=== Input material ===
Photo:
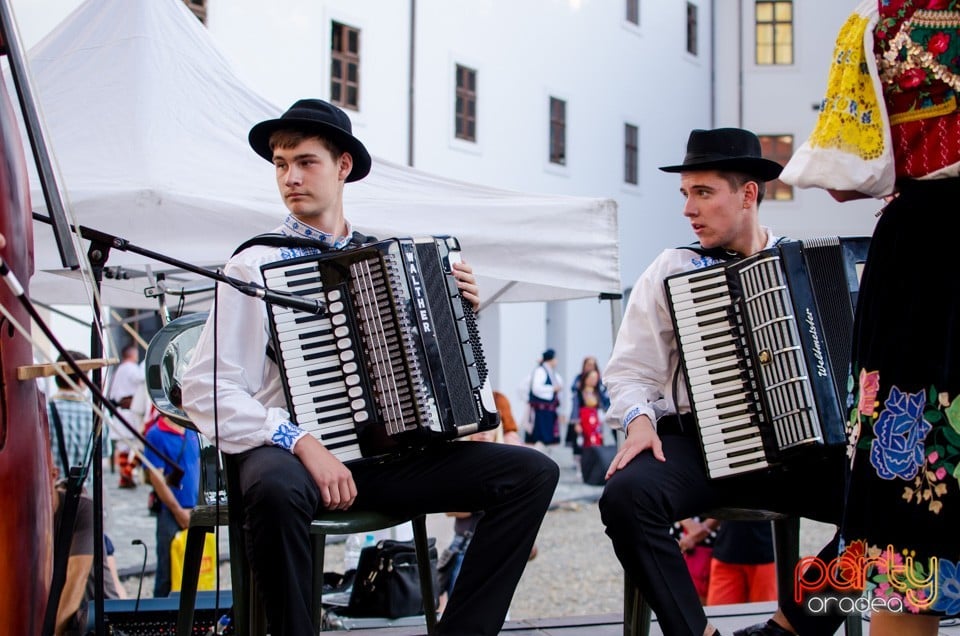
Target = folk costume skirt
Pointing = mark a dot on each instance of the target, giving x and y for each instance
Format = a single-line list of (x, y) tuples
[(901, 528)]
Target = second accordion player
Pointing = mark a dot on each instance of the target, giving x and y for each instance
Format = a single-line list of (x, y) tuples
[(765, 348), (394, 362)]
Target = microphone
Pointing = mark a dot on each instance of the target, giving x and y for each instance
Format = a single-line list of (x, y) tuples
[(291, 301), (143, 568)]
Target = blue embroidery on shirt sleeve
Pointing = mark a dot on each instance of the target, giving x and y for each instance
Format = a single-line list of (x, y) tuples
[(285, 435)]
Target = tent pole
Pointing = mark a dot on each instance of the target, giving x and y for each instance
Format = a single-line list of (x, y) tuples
[(616, 317)]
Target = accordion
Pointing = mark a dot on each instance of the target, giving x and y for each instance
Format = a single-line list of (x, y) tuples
[(394, 362), (765, 350)]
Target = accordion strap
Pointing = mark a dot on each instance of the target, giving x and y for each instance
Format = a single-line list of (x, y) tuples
[(719, 253), (283, 240)]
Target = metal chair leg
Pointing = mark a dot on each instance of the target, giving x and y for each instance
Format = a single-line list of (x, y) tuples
[(426, 573)]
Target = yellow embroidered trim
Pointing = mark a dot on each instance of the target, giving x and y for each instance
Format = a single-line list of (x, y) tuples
[(938, 110), (936, 19), (891, 67), (850, 115)]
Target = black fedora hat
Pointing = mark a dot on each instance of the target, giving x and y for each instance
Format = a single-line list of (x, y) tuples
[(314, 115), (727, 149)]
===
## Task description
Scale the listing from the line with "Target = microphone" up to and including the line with "[(938, 110), (936, 19), (891, 67), (850, 115)]": reproduce every line in that range, requests included, with each answer coordinate multiplied by 1.3 and rounded to a whole number, halves rounded up. Return only those lines.

## Answer to this problem
Target = microphone
Pointing = mark a dot on each instance of the target, giving x and y for each instance
Format = a single-line list of (x, y) tuples
[(378, 391), (186, 738)]
Target = blue embroidery on shirt sleeve
Pointing = mark a dot on each instance of the target, giving x and y for each instance
Format = a single-line list of (x, y) tuples
[(371, 566)]
Target = tent pole
Pointing = mark a dot on each instance of the target, giving x and y for each instance
Format = a single-line list of (x, y) tuples
[(801, 412)]
Target = accordion
Pointing = mark a dot on each instance of the target, giving x and y for each instance
Format = a single-line list of (x, y) tuples
[(512, 471), (995, 455)]
Target = accordion strap
Pointing = mark a dot on each instance of the target, giving x and y for each instance
Format = a single-line list of (x, y) tuples
[(935, 329), (368, 312)]
Target = metal chair leg
Pointing = mark a dot on each instance of the target, giving x and y for each instance
Format = a single-line list of (x, y) tuples
[(554, 745)]
Target = yellow embroidered trim
Pointing = mark a dot on each instance of the target, giving x and y for each instance
Format = a single-line list of (x, y) tuples
[(1219, 143), (1217, 25), (1158, 87), (1105, 150)]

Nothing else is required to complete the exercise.